-- BEGIN Excerpt provided --

A single ISP connection is a single point of failure. For engineers on customer calls, async video reviews, or live deployments, a dropped connection at the wrong moment costs trust and time. This guide covers a practical dual-ISP failover setup for home offices that achieves automatic failover in under 30 seconds.
Table of Contents
- The Core Setup
- Hardware Option 1: GL.iNet Flint 2 (Budget)
- Hardware Option 2: Peplink Balance One ($299)
- 4G/5G Backup Modem Recommendations
- Testing Failover Behavior
- Application-Level Failover Gaps
- Monitoring Connection Health
- Budget Breakdown
- Configuring DNS Resilience Alongside Internet Redundancy
- Automating Failover Notifications
- WireGuard VPN Across Dual-WAN
- Failover Testing Methodology
- Carrier Coverage Comparison for Backup Internet
- Monitoring Failover Health Over Time
- Mosh Configuration for Persistent Remote Sessions
- Application-Level Failover Configuration Template
- Practical Failover Checklist
- Related Reading
The Core Setup
The goal is two independent internet connections that switch automatically when the primary fails:
Primary ISP (fiber/cable)
↓
Router with
dual-WAN failover ──→ Your devices
↓
Secondary ISP (4G/5G cellular)
Hardware that supports this natively: Firewalla Gold Plus, GL.iNet Flint 2, Peplink Balance One (prosumer), or a Mikrotik RouterOS setup.
Hardware Option 1: GL.iNet Flint 2 (Budget)
The GL-MT6000 runs OpenWrt and supports WAN failover out of the box for ~$100.
# SSH into the router after initial setup
ssh root@192.168.8.1
# Check current WAN status
uci show network.wan
uci show network.wan6
# Configure the secondary WAN (USB tethering from phone or USB modem)
# Flint 2 supports USB tethering natively through the UI
# Go to: Network → Internet → Add → USB Tethering
Failover configuration via OpenWrt UCI:
# Set up mwan3 (multi-WAN manager)
opkg update && opkg install mwan3 luci-app-mwan3
# Configure tracking targets for each WAN
cat > /etc/config/mwan3 << 'EOF'
config globals 'globals'
option mmx_mask '0x3F00'
config interface 'wan'
option enabled 1
option track_ip '8.8.8.8 1.1.1.1'
option reliability 1
option count 2
option timeout 2
option interval 5
option down 3
option up 8
config interface 'wanb'
option enabled 1
option track_ip '8.8.8.8 1.1.1.1'
option reliability 1
option count 2
option timeout 2
option interval 5
option down 3
option up 8
config rule 'default_rule'
option sticky 1
option use_policy 'failover'
config policy 'failover'
option use_member 'wan_100'
config policy 'failover'
list use_member 'wan_100'
list use_member 'wanb_200'
config member 'wan_100'
option interface wan
option metric 1
option weight 100
config member 'wanb_200'
option interface wanb
option metric 2
option weight 100
EOF
service mwan3 restart
Hardware Option 2: Peplink Balance One ($299)

-- END Excerpt provided --

** Exercise requirements **
a - From the dual-ISP failover guide, write out the stretch from "A single ISP" through "under 30 seconds." word for word.
b - Extend the dual-ISP failover guide, picking up right after its final line.
The listing that follows comes from a different source than the guide above.

-- BEGIN Recorded information --

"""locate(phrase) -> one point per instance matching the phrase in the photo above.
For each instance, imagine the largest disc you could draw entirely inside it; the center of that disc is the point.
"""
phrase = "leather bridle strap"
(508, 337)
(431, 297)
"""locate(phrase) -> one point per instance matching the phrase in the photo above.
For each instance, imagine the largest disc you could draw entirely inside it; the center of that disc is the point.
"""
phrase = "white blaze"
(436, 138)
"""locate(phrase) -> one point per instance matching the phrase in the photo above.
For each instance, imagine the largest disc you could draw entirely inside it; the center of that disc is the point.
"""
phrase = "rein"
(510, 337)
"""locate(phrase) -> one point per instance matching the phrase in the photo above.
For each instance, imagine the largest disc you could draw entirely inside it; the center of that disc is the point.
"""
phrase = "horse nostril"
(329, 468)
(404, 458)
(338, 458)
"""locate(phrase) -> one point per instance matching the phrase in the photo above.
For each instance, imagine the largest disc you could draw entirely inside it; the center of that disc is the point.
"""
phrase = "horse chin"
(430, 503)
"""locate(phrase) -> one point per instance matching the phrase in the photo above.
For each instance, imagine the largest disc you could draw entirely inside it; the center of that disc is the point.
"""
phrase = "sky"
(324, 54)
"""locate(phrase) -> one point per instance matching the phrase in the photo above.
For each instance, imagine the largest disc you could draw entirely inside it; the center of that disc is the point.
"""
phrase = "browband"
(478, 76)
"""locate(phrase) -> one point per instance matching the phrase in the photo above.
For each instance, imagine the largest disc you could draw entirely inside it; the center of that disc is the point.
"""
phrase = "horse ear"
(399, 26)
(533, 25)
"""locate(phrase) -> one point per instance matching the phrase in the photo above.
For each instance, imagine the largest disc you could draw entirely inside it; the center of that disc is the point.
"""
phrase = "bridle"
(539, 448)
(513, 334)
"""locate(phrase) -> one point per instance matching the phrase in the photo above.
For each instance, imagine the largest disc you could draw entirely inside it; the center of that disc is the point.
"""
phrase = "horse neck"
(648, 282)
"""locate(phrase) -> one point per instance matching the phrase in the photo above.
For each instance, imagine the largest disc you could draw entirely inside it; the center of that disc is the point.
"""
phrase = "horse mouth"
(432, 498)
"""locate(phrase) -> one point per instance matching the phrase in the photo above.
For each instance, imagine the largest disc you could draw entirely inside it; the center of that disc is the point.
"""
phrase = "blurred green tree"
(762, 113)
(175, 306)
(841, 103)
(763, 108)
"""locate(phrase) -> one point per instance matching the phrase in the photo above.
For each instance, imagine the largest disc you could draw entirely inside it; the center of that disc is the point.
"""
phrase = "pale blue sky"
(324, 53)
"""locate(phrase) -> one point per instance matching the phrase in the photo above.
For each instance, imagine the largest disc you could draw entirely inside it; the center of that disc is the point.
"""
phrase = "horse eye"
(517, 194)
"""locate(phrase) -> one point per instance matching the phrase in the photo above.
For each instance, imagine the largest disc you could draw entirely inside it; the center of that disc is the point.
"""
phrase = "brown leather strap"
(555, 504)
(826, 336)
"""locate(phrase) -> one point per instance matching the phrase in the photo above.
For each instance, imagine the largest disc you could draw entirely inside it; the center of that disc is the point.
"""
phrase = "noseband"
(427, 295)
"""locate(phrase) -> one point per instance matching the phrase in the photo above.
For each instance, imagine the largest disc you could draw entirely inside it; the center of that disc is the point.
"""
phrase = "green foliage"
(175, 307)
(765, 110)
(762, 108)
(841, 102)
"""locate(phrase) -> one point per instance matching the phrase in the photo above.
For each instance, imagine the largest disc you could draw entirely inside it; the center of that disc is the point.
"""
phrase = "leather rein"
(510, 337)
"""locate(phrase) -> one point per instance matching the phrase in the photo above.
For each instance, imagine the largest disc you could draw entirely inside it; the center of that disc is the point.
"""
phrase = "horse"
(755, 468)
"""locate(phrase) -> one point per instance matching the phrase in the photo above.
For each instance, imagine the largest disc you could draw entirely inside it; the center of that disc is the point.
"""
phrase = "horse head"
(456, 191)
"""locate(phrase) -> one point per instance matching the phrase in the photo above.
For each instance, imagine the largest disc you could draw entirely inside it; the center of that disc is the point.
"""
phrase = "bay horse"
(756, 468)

-- END Recorded information --

** Exercise responses **
a -
A single ISP connection is a single point of failure. For engineers on customer calls, async video reviews, or live deployments, a dropped connection at the wrong moment costs trust and time. This guide covers a practical dual-ISP failover setup for home offices that achieves automatic failover in under 30 seconds.

b -
Purpose-built for dual-WAN failover with a simpler UI. Plug in both connections, enable SpeedFusion health checks, done.
Key settings:
- Health Check: HTTP/HTTPS to
www.gstatic.comevery 5 seconds - Failover to secondary when primary misses 3 consecutive checks
- Recovery: switch back to primary after 8 consecutive successes
The 3-miss / 8-success asymmetry prevents flapping on an unstable primary connection.
4G/5G Backup Modem Recommendations
| Device | Band Coverage | Speed | Monthly |
|---|---|---|---|
| Netgear M6 Pro | 5G mmWave + Sub-6 | 4Gbps theoretical | SIM-based |
| GL.iNet Mudi v2 | 4G LTE | 150Mbps | SIM-based |
| Solis Lite | 4G LTE, global | 50Mbps | 3GB free/day |
| Phone USB tethering | 4G/5G (carrier) | Depends | Existing plan |
For most remote engineers, phone USB tethering is the cheapest backup — most carrier plans include tethering at no extra cost. The latency is higher than fiber but sufficient for SSH, async video, and Slack.
Testing Failover Behavior
# Install mtr for continuous path monitoring
brew install mtr # macOS
# or: apt install mtr-tiny # Linux
# Watch the path to Google DNS in real time
sudo mtr 8.8.8.8 --report-cycles 1000 --interval 0.5
# Simulate primary failure: unplug the cable or disable WAN1 in router UI
# Watch mtr — you should see packet loss for 15-30 seconds, then recovery via WAN2
Monitor the transition time. Acceptable: under 30 seconds. Unacceptable: over 90 seconds (indicates health check intervals are too long or recovery threshold is too high).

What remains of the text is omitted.